▶ Exercise data:
++++++++

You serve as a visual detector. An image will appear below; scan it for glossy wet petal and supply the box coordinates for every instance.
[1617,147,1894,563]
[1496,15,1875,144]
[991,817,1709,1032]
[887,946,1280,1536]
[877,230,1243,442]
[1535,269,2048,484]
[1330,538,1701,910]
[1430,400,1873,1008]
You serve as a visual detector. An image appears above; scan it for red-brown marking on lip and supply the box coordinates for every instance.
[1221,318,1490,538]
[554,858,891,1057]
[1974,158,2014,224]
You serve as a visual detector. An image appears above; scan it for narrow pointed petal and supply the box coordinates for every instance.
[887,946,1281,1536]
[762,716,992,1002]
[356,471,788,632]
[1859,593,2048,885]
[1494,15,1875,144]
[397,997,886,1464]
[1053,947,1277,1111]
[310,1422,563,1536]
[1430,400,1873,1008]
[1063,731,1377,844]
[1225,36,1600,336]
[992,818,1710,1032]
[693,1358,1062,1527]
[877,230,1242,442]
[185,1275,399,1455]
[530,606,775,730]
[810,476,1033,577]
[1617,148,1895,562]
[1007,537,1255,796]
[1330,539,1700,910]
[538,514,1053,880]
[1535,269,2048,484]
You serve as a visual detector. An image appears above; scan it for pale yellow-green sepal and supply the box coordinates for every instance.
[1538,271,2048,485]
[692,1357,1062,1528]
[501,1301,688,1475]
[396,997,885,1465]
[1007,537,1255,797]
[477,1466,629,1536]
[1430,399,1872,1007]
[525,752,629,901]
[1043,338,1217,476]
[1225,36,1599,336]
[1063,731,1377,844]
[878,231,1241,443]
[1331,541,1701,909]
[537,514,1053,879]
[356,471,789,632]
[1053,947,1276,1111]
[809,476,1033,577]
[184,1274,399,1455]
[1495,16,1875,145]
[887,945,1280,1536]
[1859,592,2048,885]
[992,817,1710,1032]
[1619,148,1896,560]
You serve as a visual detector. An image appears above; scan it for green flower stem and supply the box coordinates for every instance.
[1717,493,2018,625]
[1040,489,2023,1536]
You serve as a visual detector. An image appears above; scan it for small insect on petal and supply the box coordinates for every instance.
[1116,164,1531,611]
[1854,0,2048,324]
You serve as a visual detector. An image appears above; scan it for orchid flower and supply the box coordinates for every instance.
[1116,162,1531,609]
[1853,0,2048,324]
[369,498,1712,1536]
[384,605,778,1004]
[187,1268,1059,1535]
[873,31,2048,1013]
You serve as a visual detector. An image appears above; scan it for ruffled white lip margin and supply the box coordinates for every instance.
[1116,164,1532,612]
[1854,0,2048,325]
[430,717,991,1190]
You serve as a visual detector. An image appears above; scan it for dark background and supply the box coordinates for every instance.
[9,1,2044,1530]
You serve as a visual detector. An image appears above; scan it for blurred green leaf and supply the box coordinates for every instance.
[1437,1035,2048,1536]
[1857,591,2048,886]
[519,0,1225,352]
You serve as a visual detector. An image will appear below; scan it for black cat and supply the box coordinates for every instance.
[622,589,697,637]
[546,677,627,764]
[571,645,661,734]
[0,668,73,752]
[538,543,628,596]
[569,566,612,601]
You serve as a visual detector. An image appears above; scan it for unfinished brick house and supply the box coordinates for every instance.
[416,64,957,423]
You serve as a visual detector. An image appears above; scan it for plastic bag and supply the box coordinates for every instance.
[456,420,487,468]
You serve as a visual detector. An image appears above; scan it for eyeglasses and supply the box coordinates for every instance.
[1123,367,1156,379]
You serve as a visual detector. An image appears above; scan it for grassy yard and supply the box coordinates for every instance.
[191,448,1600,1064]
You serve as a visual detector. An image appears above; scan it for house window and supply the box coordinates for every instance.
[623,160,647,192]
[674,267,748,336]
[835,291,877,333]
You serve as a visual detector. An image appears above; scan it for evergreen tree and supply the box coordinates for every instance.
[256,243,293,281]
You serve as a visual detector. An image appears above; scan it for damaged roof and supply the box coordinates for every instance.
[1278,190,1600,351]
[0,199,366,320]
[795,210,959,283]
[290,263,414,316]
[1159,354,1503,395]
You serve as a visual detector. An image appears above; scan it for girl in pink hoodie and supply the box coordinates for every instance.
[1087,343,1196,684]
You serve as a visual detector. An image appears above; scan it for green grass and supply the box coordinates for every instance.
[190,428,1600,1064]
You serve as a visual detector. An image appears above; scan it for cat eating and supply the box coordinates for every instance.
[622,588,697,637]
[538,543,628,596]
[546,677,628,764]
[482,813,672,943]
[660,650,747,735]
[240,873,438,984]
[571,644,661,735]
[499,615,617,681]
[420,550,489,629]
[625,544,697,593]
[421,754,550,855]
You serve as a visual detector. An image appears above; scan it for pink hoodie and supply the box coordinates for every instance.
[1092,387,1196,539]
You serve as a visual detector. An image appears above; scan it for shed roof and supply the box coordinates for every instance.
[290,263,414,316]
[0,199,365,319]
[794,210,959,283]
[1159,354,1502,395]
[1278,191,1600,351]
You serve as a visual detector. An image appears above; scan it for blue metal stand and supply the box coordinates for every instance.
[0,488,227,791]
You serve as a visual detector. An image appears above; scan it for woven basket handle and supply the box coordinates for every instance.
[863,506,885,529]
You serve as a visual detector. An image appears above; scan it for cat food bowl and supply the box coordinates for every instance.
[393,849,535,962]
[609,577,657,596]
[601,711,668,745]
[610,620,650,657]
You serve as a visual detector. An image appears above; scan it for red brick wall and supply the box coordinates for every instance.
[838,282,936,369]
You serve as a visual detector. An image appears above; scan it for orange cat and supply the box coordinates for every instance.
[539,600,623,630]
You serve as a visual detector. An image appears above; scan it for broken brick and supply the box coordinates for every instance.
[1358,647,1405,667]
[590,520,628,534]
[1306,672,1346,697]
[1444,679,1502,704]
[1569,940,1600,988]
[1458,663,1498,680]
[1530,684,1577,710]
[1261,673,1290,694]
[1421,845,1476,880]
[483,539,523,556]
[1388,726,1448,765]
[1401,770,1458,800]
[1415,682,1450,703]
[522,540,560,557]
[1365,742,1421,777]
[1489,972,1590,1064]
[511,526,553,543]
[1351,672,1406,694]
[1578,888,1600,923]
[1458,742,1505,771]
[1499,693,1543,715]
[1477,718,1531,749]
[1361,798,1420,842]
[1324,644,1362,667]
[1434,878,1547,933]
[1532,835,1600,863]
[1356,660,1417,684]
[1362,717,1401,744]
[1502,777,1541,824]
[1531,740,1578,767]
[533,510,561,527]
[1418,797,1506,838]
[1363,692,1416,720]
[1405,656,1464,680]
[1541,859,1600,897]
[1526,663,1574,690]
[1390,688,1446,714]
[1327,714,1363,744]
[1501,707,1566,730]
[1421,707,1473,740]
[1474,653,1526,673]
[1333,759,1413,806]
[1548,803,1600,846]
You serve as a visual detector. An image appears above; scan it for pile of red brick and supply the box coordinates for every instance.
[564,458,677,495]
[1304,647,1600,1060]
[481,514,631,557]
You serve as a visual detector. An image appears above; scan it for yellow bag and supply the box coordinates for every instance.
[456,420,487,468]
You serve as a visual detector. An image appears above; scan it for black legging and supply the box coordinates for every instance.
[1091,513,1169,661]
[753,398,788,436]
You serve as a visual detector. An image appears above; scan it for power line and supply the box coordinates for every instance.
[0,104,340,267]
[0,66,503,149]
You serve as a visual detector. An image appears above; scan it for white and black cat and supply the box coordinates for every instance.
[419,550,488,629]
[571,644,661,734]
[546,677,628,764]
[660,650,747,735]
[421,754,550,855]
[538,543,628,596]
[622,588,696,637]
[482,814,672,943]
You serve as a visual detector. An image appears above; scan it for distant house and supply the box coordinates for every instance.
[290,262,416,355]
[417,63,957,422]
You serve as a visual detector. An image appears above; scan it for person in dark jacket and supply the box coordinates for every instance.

++++++++

The answer should reproduce all of the data without any alteration.

▶ Answer below:
You serve as a visual detector. An image will appear below; scan it for glossy wet petal and supply the box coordinates for every instance.
[1617,147,1894,563]
[1496,15,1875,144]
[991,817,1709,1032]
[887,946,1280,1536]
[877,230,1243,442]
[1535,269,2048,484]
[1330,538,1701,910]
[1430,400,1873,1008]
You serve as a visual detector. An image appears above; scan it for red-brown marking on lip and supply the box coordinates for every instance.
[1221,318,1490,538]
[554,858,891,1057]
[1974,158,2014,224]
You serve as a visual detector. An image appears above; scan it for narrow pointed petal and supply the box coordinates for every instance.
[887,946,1281,1536]
[762,716,992,1002]
[356,471,788,632]
[1859,593,2048,885]
[1494,15,1875,144]
[397,997,886,1464]
[1053,947,1277,1111]
[310,1422,563,1536]
[1430,400,1873,1008]
[1063,731,1377,844]
[1225,36,1600,336]
[992,818,1710,1032]
[693,1358,1062,1527]
[877,230,1242,442]
[185,1275,399,1455]
[530,606,775,730]
[810,476,1033,577]
[1617,148,1895,562]
[1007,537,1255,796]
[1330,539,1700,910]
[538,514,1053,880]
[1535,269,2048,484]
You serve as a visual detector. An image appears above; scan it for pale yellow-green sepal and supply the box coordinates for every instance.
[1538,271,2048,485]
[692,1357,1062,1528]
[501,1301,688,1475]
[396,997,885,1465]
[1007,537,1255,797]
[477,1466,629,1536]
[1430,399,1872,1007]
[525,752,629,901]
[1043,338,1217,476]
[1225,36,1599,336]
[1063,731,1377,844]
[878,231,1241,443]
[1331,541,1701,909]
[537,514,1053,879]
[356,471,789,632]
[1053,947,1276,1111]
[809,476,1033,577]
[184,1274,399,1455]
[1495,16,1875,145]
[887,945,1280,1536]
[1859,592,2048,885]
[992,817,1710,1032]
[1619,148,1896,560]
You serve as a visual detector. An image appears above; scan it for green flower stem and supply the box coordinates for every instance.
[1717,493,2018,625]
[1040,489,2023,1536]
You serve as a visual detector. An image appears above; scan it for small insect on petal and supply the box coordinates for every instance.
[1116,164,1531,611]
[1854,0,2048,324]
You serve as a visual detector. An image appears above; scan it for orchid flower and supply the box coordinates for every instance.
[1116,162,1531,609]
[1853,0,2048,324]
[369,498,1712,1536]
[384,605,778,1004]
[187,1268,1059,1535]
[873,31,2048,1013]
You serve as a visual detector. An image appears above; scan it for ruffled white lip margin and supply the box coordinates for every instance.
[1116,164,1532,612]
[1854,0,2048,325]
[430,717,991,1190]
You serve as a visual detector. An image appears above; scan it for dark background and supply the box coordinates for every instance.
[9,1,2044,1530]
You serve as a visual detector. An image appears above; scan it for blurred green leaf and supply the box coordinates for every instance.
[1437,1035,2048,1536]
[1857,591,2048,886]
[519,0,1225,352]
You serve as a visual detector. An image will appear below; scan it for black cat and supply the box coordinates for every instance.
[622,589,697,637]
[546,677,627,764]
[571,645,661,734]
[0,668,73,752]
[538,543,628,596]
[569,566,612,601]
You serve as a visual detector. An image appears above; scan it for unfinished brick house and supply the box coordinates for every instance.
[416,64,957,423]
You serve as a visual detector. An image appears above; scan it for plastic bag and supply the box coordinates for every instance.
[456,420,487,468]
You serve as a visual detector. An image appears above; scan it for eyeglasses and supply the box coordinates for every instance.
[1123,367,1156,379]
You serve as a visual detector. An image appears above; scan it for grassy yard and supply the box coordinates for every instance.
[191,448,1600,1064]
You serve as a visual detector. An image appears above; scan it for house window and supply the box coordinates for every instance.
[623,160,647,192]
[674,267,748,336]
[835,291,877,333]
You serve as a visual detector. An image appears above; scan it for evergreen tree and supply the box coordinates for every instance.
[256,243,293,281]
You serve as a visual detector. An image appears above; scan it for damaged roof and supply the box coordinates for every instance.
[1278,190,1600,351]
[0,199,366,320]
[795,210,959,283]
[290,263,414,316]
[1159,354,1503,395]
You serve as a visual detector. An image appears above; scan it for girl in pink hoodie and supply the box coordinates for every instance.
[1087,343,1196,684]
You serve as a visual detector. An image appears above; scan it for green grass and supply the box coordinates for every instance.
[190,428,1600,1064]
You serve as a visual detector. An image appears above; scan it for cat eating and supply the box coordinates for every instance.
[622,588,697,637]
[538,543,628,596]
[546,677,628,764]
[482,813,672,943]
[660,650,747,735]
[240,873,438,984]
[571,644,661,735]
[499,615,617,681]
[420,550,489,629]
[625,544,697,593]
[421,754,550,855]
You serve as a visual detector. An image appears above; scan it for pink hoodie and supply the box coordinates for every instance.
[1092,387,1196,539]
You serve as a visual detector. An image appears above; scan it for shed roof and supply the box coordinates for every instance.
[290,263,414,316]
[0,199,365,319]
[794,210,959,283]
[1159,354,1502,395]
[1278,191,1600,351]
You serve as a visual detector. An image appears above; scan it for blue metal stand and supply the box coordinates for every instance.
[0,488,227,791]
You serve as a visual detector. An image appears above; scan it for woven basket handle and supply the box coordinates for every instance.
[863,506,885,529]
You serve as a visual detector. An image appears above; scan it for cat food bowl and supply the box coordinates for every instance.
[393,849,535,962]
[609,577,657,596]
[601,711,668,745]
[610,620,650,657]
You serve as a visual detector. An image appears above; scan it for red brick wall and supply the box coordinates for every instance.
[838,282,936,369]
You serve as a visual detector. An image appears above; scan it for orange cat and supply the box coordinates for every instance.
[539,600,623,630]
You serve as a visual detector. An image appears above; scan it for broken brick and supply the box coordinates for every instance.
[1358,647,1405,667]
[590,520,628,534]
[1306,672,1346,697]
[1444,679,1502,704]
[1569,940,1600,988]
[1458,663,1498,680]
[1530,684,1577,710]
[1261,673,1290,694]
[1421,845,1476,880]
[483,539,523,556]
[1388,726,1448,765]
[1401,770,1458,800]
[1415,682,1450,703]
[522,540,560,557]
[1365,742,1421,777]
[1489,972,1590,1064]
[511,526,553,543]
[1351,672,1406,694]
[1578,888,1600,923]
[1458,742,1505,771]
[1499,693,1543,715]
[1477,718,1531,749]
[1361,798,1420,842]
[1324,644,1362,667]
[1434,878,1547,933]
[1532,835,1600,863]
[1356,660,1417,684]
[1362,717,1401,744]
[1502,777,1541,824]
[1531,740,1578,767]
[533,510,561,527]
[1418,797,1506,838]
[1363,692,1416,720]
[1405,656,1464,680]
[1541,859,1600,897]
[1526,663,1574,690]
[1390,688,1446,714]
[1327,714,1363,744]
[1501,707,1566,730]
[1421,707,1473,740]
[1474,653,1526,673]
[1333,759,1413,806]
[1548,803,1600,846]
You serve as a visual detector. An image appears above; scan it for pile of red brick and supply the box coordinates for every instance.
[564,458,677,495]
[1304,647,1600,1060]
[481,514,631,557]
You serve as a visual detector. An image appears above; scan it for yellow bag and supply the box coordinates for every instance.
[456,420,487,468]
You serve as a visual detector. An image appears above; scan it for black legging and supply the box coordinates for every instance.
[1091,513,1169,661]
[753,398,788,436]
You serve as a visual detector. An image appears above; scan it for power line and supply the box coordinates for every instance.
[0,104,340,267]
[0,66,503,149]
You serve as a visual detector. An image appears above; scan it for white and black cat and supply the box coordinates for every instance.
[419,550,488,629]
[571,644,661,734]
[546,677,628,764]
[660,650,747,735]
[421,754,550,855]
[538,543,628,596]
[622,588,696,637]
[482,814,672,943]
You serve as a visual detector. An image appears above; scan it for distant house and supply the box coordinates for every instance.
[290,262,416,355]
[417,63,957,422]
You serve as a visual detector. An image appears above; scan it for person in dark jacket and supply the box coordinates for every instance.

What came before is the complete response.